_READING TEXT_
-------------------------

That is the kind of healing Sheila Dixon would bring. And everybody knows it.
And it is time to stop this hate. Enough already!
Tough question: Isn’t the establishment responsible for how Baltimore is doing – why parts of North Avenue look the same way they did in the late 60s? Like at North and Patterson Park? Answer: Yep! Baltimore is a 9-to-1 Democratic town, however the return on our collective investment is short. We have new stadiums, but ill-equipped schools. We have casinos, but our children can’t get rec centers. The struggle is real and will forever be unless we can find a way to finally work together as a society – black and white, Asian and Latino, African and European, and the Native American. We really do have more in common than we realize.
And so, black people are expected to be good, loyal Democrats time and time again who go with the program without asking any questions. Proudly, I submit to you that in the City of Baltimore, there are those of us who have been asking questions for a while now – just like many of our brothers and sisters in Prince George’s County, like Aisha Braveboy and Sen. C. Anthony Muse.
Rarely, however, do we get answers. This time, it looks like we are going to get some answers, and that just warms my soul. Black issues are too often ignored and swept under the rug. And that is really what is so refreshing about the State Board’s decision: Finally, someone has heard our plea and responded.
Election watchdogs cannot recall the last time such a thing has happened. I commend the State Board for seeing the facts as presented and – if nothing else – ‘asking the tough questions!’

-------------------------

_DATASET EXCERPT_
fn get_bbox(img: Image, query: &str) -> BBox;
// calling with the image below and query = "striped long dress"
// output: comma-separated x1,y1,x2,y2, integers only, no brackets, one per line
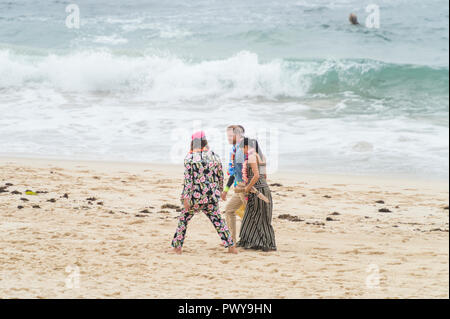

-------------------------

_YOUR TASKS_
A) Summarize the commentary on Baltimore in two sentences.
B) Answer these questions from the commentary on Baltimore, one per line:
(i) What ratio does it give for Baltimore as a Democratic town?
(ii) Which two people in Prince George's County are named as asking questions?
(iii) What two things does the writer commend the State Board for?
C) According to the commentary on Baltimore, why does the writer find the State Board's decision refreshing? Answer in one or two sentences.

_SOLUTIONS IN ORDER_
A) The writer argues that Baltimore's establishment is responsible for the city's condition, since the 9-to-1 Democratic town has new stadiums and casinos but ill-equipped schools and too few rec centers for children. The writer also says black voters are expected to be loyal Democrats who ask no questions, and praises the State Board's decision because it finally promises answers.

B)
(i) 9-to-1
(ii) Aisha Braveboy and Sen. C. Anthony Muse
(iii) Seeing the facts as presented and asking the tough questions

C) Black issues are too often ignored and swept under the rug, and with this decision someone has finally heard their plea and responded.